> _WHAT TO PRODUCE_
Each record must be printed exactly as given.

+-------+

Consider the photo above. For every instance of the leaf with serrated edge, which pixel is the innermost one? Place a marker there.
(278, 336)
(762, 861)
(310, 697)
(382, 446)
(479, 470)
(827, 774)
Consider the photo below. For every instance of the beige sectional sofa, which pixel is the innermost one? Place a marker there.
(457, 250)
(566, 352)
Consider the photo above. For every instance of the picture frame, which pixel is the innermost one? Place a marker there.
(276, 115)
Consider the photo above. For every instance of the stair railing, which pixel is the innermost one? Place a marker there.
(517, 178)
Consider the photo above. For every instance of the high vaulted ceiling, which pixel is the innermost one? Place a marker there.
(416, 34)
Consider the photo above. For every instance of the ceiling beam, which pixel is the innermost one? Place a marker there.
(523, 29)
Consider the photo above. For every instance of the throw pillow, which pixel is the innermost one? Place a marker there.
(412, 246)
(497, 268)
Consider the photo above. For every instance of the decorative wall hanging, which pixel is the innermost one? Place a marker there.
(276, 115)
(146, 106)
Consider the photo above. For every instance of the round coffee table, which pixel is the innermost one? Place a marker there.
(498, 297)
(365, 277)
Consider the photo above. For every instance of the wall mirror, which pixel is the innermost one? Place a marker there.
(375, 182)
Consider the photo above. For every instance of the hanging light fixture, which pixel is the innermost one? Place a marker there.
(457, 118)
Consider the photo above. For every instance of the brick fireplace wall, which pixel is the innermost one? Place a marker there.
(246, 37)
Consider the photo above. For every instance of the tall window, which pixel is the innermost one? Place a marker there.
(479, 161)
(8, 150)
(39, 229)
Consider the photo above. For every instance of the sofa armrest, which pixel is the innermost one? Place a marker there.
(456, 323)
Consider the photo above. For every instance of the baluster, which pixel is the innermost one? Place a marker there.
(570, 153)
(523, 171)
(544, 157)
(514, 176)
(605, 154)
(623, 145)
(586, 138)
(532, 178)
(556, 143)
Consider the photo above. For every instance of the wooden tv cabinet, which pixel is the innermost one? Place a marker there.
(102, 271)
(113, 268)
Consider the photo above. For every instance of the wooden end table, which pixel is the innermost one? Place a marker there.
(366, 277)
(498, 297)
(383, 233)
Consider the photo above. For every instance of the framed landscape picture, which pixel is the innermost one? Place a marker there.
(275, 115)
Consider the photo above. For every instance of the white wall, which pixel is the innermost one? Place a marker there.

+-------+

> _TASK ANSWER_
Consider the photo above. For every instance of the leaf with serrated edge, which pixel is the innermost one? Place a marker there.
(278, 336)
(762, 861)
(310, 697)
(382, 446)
(479, 470)
(827, 774)
Consider the photo below. For every instance of the beige sectional sofa, which pixel is the innermost one? Place a marker there.
(457, 250)
(566, 352)
Consider the photo above. For every instance of the picture frame, which pixel is the innermost one? Place a marker there.
(276, 115)
Consider the photo above. For every instance of the stair railing, which pixel is the innermost one? Place a marker there.
(517, 178)
Consider the photo above. For every instance of the high vaulted ceiling, which pixel is the innermost one? Place a marker there.
(416, 34)
Consider the photo above. For every instance of the ceiling beam, which pixel is the innermost one? Place a marker there.
(523, 29)
Consider the photo above. For every instance of the throw pillow, which pixel is the innermost one? Place a marker there.
(412, 246)
(497, 268)
Consider the photo above. For every instance of the decorative wall hanging, which pixel is the innermost one? Place a marker there.
(276, 115)
(146, 106)
Consider the photo above. For every instance of the round coffee table, which pixel is the innermost one? Place a marker there.
(498, 297)
(365, 277)
Consider the photo above. For every instance of the wall mirror, which pixel is the innermost one? Place a marker there.
(375, 182)
Consider the photo above. For every instance of the hanging light fixture, which pixel is the innermost one? Place a marker there.
(457, 118)
Consider the photo above. For every instance of the brick fireplace wall, which pixel is the innermost one? Place a marker there.
(246, 37)
Consider the photo above. For every instance of the tall window, which pixel is the innermost one? Place a marker there.
(479, 161)
(8, 150)
(39, 229)
Consider the photo above. For every instance of the sofa armrest, which pixel is the innermost one? Place a marker there.
(456, 323)
Consider the photo above. For every instance of the baluster, which pixel is the innermost one? Place a marker there.
(570, 153)
(523, 171)
(544, 157)
(514, 176)
(605, 154)
(623, 145)
(586, 138)
(532, 178)
(556, 143)
Consider the photo above. For every instance of the wooden tv cabinet, which pixel is the innermost one? Place a marker there.
(102, 271)
(113, 268)
Consider the photo above. For every instance of the wooden end table, which pixel is the innermost one? Place a marker there.
(366, 277)
(498, 297)
(383, 233)
Consider the photo above. For every instance of the framed landscape picture, which pixel is the innermost one? Place a marker there.
(275, 115)
Consider the photo above. For every instance of the white wall, which pixel is the innermost one? Place a marker there.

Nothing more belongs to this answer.